--- START OF Supplied data ---

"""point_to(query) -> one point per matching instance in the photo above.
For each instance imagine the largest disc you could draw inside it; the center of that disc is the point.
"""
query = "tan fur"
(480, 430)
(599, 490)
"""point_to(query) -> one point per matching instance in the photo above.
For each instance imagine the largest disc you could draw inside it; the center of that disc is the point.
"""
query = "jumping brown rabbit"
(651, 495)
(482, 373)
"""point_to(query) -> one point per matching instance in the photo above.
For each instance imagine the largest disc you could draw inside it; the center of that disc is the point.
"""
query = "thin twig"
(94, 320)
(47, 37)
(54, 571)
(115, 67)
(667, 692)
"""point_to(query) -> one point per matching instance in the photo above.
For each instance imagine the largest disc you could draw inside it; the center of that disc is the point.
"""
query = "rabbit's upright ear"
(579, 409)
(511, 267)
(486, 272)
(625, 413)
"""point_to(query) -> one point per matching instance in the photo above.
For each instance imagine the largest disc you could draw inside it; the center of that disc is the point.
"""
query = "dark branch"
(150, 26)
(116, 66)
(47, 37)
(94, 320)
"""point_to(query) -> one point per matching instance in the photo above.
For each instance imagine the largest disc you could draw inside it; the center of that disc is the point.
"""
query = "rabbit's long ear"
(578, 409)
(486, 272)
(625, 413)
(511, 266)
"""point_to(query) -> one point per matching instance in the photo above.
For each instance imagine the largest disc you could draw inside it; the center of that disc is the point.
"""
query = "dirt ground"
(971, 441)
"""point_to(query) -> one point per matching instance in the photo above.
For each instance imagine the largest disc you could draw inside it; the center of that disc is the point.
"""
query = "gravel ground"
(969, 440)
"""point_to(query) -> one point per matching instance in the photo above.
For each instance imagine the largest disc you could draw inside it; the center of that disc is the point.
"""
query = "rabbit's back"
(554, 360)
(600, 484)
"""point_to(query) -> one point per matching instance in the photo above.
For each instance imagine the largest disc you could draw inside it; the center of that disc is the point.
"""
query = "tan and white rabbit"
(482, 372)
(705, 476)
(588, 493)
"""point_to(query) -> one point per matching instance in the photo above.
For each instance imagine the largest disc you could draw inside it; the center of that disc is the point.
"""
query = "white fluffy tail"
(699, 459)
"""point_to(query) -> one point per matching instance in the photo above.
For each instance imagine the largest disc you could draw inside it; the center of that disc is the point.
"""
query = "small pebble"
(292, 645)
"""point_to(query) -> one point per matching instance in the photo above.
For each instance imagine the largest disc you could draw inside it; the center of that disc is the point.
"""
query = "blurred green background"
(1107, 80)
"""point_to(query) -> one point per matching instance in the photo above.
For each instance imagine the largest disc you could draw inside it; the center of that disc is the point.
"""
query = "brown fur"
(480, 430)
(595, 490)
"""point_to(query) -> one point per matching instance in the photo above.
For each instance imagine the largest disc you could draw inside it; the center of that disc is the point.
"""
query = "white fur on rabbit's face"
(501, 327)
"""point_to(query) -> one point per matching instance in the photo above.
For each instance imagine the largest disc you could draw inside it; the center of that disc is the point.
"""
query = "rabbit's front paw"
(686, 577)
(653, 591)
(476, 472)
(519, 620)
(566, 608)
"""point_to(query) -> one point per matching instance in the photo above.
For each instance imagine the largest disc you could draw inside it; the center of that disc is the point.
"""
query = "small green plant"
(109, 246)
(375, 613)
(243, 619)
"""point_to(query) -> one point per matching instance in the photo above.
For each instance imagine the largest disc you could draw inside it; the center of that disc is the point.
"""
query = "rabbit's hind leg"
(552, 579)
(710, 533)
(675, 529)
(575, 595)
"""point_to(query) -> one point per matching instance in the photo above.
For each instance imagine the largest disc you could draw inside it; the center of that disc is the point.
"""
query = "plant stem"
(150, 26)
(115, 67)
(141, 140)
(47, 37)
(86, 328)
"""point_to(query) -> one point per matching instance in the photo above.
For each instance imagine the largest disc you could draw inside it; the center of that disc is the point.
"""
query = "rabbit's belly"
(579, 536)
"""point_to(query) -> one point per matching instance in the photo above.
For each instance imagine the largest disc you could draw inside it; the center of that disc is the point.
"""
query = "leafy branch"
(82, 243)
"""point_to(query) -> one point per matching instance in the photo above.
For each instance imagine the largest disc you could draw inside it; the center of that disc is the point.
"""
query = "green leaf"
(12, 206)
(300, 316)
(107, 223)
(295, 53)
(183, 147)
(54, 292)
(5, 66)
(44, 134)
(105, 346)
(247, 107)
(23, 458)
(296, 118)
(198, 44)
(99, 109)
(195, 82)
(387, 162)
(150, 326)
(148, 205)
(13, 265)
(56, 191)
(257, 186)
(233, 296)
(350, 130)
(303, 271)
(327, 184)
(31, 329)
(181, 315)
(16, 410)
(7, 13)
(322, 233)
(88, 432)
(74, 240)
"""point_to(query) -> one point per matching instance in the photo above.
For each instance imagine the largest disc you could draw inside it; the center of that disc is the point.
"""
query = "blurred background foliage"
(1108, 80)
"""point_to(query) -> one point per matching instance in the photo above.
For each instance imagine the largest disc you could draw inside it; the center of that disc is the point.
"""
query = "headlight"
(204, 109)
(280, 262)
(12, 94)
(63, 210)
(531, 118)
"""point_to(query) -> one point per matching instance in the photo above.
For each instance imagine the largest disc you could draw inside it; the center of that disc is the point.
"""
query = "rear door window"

--- END OF Supplied data ---

Task prompt:
Go through the data and return every record exactly.

Full response:
"""point_to(query) -> one point per matching instance in the photo above.
For each instance imagine the largest disc you could draw inside it; the center of that disc is the point.
"""
query = "tan fur"
(480, 430)
(599, 490)
"""point_to(query) -> one point per matching instance in the photo above.
For each instance imagine the largest disc you could draw inside it; the center of that disc is the point.
"""
query = "jumping brown rabbit"
(651, 495)
(482, 373)
"""point_to(query) -> one point per matching instance in the photo above.
For each instance imagine the largest disc you could draw inside it; the center of that disc is the point.
"""
query = "thin twig"
(94, 320)
(47, 37)
(54, 571)
(115, 67)
(667, 692)
"""point_to(query) -> one point per matching instance in the photo above.
For each instance imagine the largest disc you could draw inside it; the center of that disc is the point.
"""
query = "rabbit's upright ear"
(579, 409)
(511, 267)
(486, 272)
(625, 413)
"""point_to(query) -> one point per matching instance in the photo above.
For each instance imagine the largest disc you could draw inside it; the center of that disc is the point.
"""
query = "dark branch"
(150, 26)
(116, 66)
(47, 37)
(94, 320)
"""point_to(query) -> one point per matching instance in the photo above.
For each instance imagine the largest disc you could draw inside it; the center of that disc is the point.
"""
query = "rabbit's long ear"
(578, 409)
(486, 272)
(625, 413)
(511, 266)
"""point_to(query) -> one point per matching instance in the photo above.
For each instance imagine the largest disc you could draw inside it; the center of that disc is the point.
"""
query = "dirt ground"
(971, 441)
"""point_to(query) -> one point per matching instance in the photo above.
For each instance imagine the largest disc you could draw inside it; the center of that disc is the point.
"""
query = "gravel ground"
(969, 440)
"""point_to(query) -> one point per matching instance in the photo above.
For each instance imagine the largest disc you could draw inside it; the center of that disc is the point.
"""
query = "rabbit's back"
(554, 360)
(600, 484)
"""point_to(query) -> one point per matching instance in the photo above.
For each instance imagine the largest disc you could draw inside it; the center of that disc is the point.
"""
query = "tan and white rabbit"
(482, 372)
(705, 476)
(588, 493)
"""point_to(query) -> one point per matching instance in the photo above.
For each instance imagine the largest disc you could draw inside it; the center of that disc is the point.
"""
query = "white fluffy tail"
(699, 459)
"""point_to(query) -> one point per matching instance in the photo above.
For each instance imagine the largest disc you could draw inside it; the center of that disc is the point.
"""
query = "small pebble"
(292, 645)
"""point_to(query) -> one point per matching instance in the photo above.
For each instance imagine the largest disc you could draw inside it; the center of that disc is the point.
"""
query = "blurred green background"
(1107, 80)
"""point_to(query) -> one point per matching instance in the photo above.
For each instance imagine the largest disc you could draw inside it; the center of that disc is the point.
"""
query = "brown fur"
(480, 430)
(595, 490)
"""point_to(query) -> one point per matching instance in the photo above.
For each instance imagine the largest disc you could draw inside it; the center of that disc is the point.
"""
query = "white fur on rabbit's face"
(501, 327)
"""point_to(query) -> one point per matching instance in the photo above.
For each instance imagine the largest disc you could draw inside it; the center of that disc is the point.
"""
query = "rabbit's front paw"
(686, 577)
(653, 591)
(476, 472)
(519, 620)
(566, 608)
"""point_to(query) -> one point per matching instance in the photo above.
For each instance imagine the largest disc you could draw inside it; the center of that disc is the point.
"""
query = "small green plant"
(109, 246)
(375, 613)
(243, 619)
"""point_to(query) -> one point per matching instance in the photo above.
For each instance imagine the largest disc you could draw inside it; the center of that disc is the point.
"""
query = "rabbit's hind leg"
(552, 579)
(710, 533)
(675, 529)
(575, 595)
"""point_to(query) -> one point per matching instance in the photo above.
For each instance imagine the largest disc you could draw inside it; the center of that disc is the point.
"""
query = "plant stem"
(150, 26)
(115, 67)
(141, 140)
(47, 37)
(86, 328)
"""point_to(query) -> one point per matching instance in the photo above.
For each instance imagine the largest disc you could draw inside it; the center of that disc is the point.
"""
query = "rabbit's belly"
(579, 536)
"""point_to(query) -> one point per matching instance in the photo above.
For each instance imagine the largest disc you could draw inside it; the center of that disc is the point.
"""
query = "leafy branch"
(82, 243)
"""point_to(query) -> one point per matching instance in the photo above.
For each instance imagine the largest disc you could draw inside it; the center of that disc is the point.
"""
query = "green leaf"
(12, 206)
(300, 316)
(107, 223)
(295, 53)
(183, 147)
(54, 292)
(5, 66)
(44, 134)
(105, 346)
(247, 107)
(23, 458)
(296, 118)
(198, 44)
(99, 109)
(195, 82)
(387, 162)
(150, 326)
(148, 205)
(13, 265)
(56, 191)
(257, 186)
(233, 296)
(350, 130)
(303, 271)
(327, 184)
(31, 329)
(181, 315)
(16, 410)
(7, 13)
(322, 233)
(88, 432)
(74, 240)
"""point_to(query) -> one point per matching instance in the photo above.
For each instance imagine the largest disc you could draw inside it; the center of that disc is the point.
"""
query = "blurred background foliage"
(1108, 80)
"""point_to(query) -> one point per matching instance in the photo above.
For each instance imagine the largest disc you could draw inside it; the center of that disc is the point.
"""
query = "headlight"
(204, 109)
(280, 262)
(12, 94)
(63, 210)
(531, 118)
"""point_to(query) -> one point per matching instance in the photo above.
For each instance imagine the largest disc you could draw inside it; the center of that disc is the point.
"""
query = "rear door window"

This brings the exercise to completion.